> REQUESTS:
(a) Answer the following questions using the Digia Plc meeting release:
(i) What capital return per share did the AGM approve?
(ii) On what date will the capital return be paid?
(iii) Who was elected Chairman of the Board at the Organising Meeting?
(b) Extend the Digia Plc meeting release, starting after its final sentence.

>> Begin QUOTED PASSAGE

THE DECISIONS OF DIGIA PLC'S ANNUAL GENERAL MEETING AND THE ORGANISING MEETING OF THE COMPANY'S BOARD OF DIRECTORS


Helsinki, 2014-03-11 13:10 CET (GLOBE NEWSWIRE) -- DIGIA PLC     STOCK EXCHANGE
RELEASE  MARCH 11, 2014 AT 2:10 P.M. 



THE DECISIONS OF DIGIA PLC'S ANNUAL GENERAL MEETING AND THE ORGANISING MEETING
OF THE COMPANY'S BOARD OF DIRECTORS 

Digia Plc´s Annual General Meeting (AGM) held on March 11, 2014 adopted the
company's annual accounts including the consolidated annual accounts for 1 Jan
- 31 Dec 2013 and discharged the Members of the Board and the Chief Executive
Officer from liability. 

Capital Return
The AGM decided in accordance with the Board's proposal that based on the
adopted balance sheet for the accounting period ended December 31, 2013 a
capital return of EUR 0.10 per share will be paid from the parent company's
invested unrestricted equity fund. The capital return will be paid to
shareholders registered in the Register of Shareholders held by Euroclear
Finland Ltd on the record date March 14, 2014. The capital return will be paid
on March 21, 2014. 

Composition of the Board of Directors
The AGM decided to elect seven members to the Board. Re-elected as Board
Members were: Päivi Hokkanen, Robert Ingman, Kari Karvinen, Pertti Kyttälä,
Seppo Ruotsalainen, Leena Saarinen and Tommi Uhari. At the Organising Meeting
held after the General Meeting, Pertti Kyttälä was elected as Chairman of the
Board and Robert Ingman was elected as Vice Chairman of the Board.

>> End QUOTED PASSAGE
>> Begin INFORMATION PROVIDED

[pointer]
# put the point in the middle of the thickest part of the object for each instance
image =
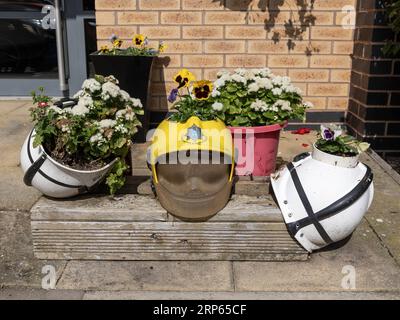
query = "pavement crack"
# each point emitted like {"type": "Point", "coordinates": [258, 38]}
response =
{"type": "Point", "coordinates": [382, 242]}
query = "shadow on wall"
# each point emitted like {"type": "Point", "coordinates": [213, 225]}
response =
{"type": "Point", "coordinates": [294, 28]}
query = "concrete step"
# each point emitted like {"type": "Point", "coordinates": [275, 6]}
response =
{"type": "Point", "coordinates": [136, 227]}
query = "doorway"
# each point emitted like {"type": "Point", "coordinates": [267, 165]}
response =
{"type": "Point", "coordinates": [28, 52]}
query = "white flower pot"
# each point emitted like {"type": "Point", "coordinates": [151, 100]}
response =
{"type": "Point", "coordinates": [323, 197]}
{"type": "Point", "coordinates": [54, 179]}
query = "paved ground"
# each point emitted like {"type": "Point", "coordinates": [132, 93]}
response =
{"type": "Point", "coordinates": [373, 252]}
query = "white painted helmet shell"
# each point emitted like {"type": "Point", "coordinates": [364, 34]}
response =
{"type": "Point", "coordinates": [325, 179]}
{"type": "Point", "coordinates": [52, 178]}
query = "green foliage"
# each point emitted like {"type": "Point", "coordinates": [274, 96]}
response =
{"type": "Point", "coordinates": [393, 15]}
{"type": "Point", "coordinates": [92, 133]}
{"type": "Point", "coordinates": [258, 98]}
{"type": "Point", "coordinates": [331, 140]}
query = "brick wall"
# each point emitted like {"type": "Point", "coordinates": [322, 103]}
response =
{"type": "Point", "coordinates": [208, 35]}
{"type": "Point", "coordinates": [374, 107]}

>> End INFORMATION PROVIDED

> TASK-BY-TASK ANSWERS:
(a)
(i) EUR 0.10 per share
(ii) March 21, 2014
(iii) Pertti Kyttälä

(b)
The Board decided the composition of Board's committees as follows:
Audit committee: Pertti Kyttälä (chairman), Kari Karvinen, Seppo Ruotsalainen
and Tommi Uhari 
Compensation committee: Päivi Hokkanen (chairman), Robert Ingman and Leena
Saarinen 
Nomination committee: Robert Ingman (chairman), Kari Karvinen and Pertti Kyttälä

Remuneration of the Members of the Board and the auditor
The AGM decided that remuneration for the Board will remain the same and the
monthly fee of EUR 2,500 is payable to the Members of the Board, EUR 3,500 to
the Vice Chairman of the Board and EUR 5,500 to the Chairman of the Board. In
addition, the Members will receive a meeting fee of EUR 500 for every meeting,
including the meetings of the committees set by the Board. 

The auditor will, according to AGM decision, be reimbursed for fee and expenses
in accordance with the auditor's reasonable invoice.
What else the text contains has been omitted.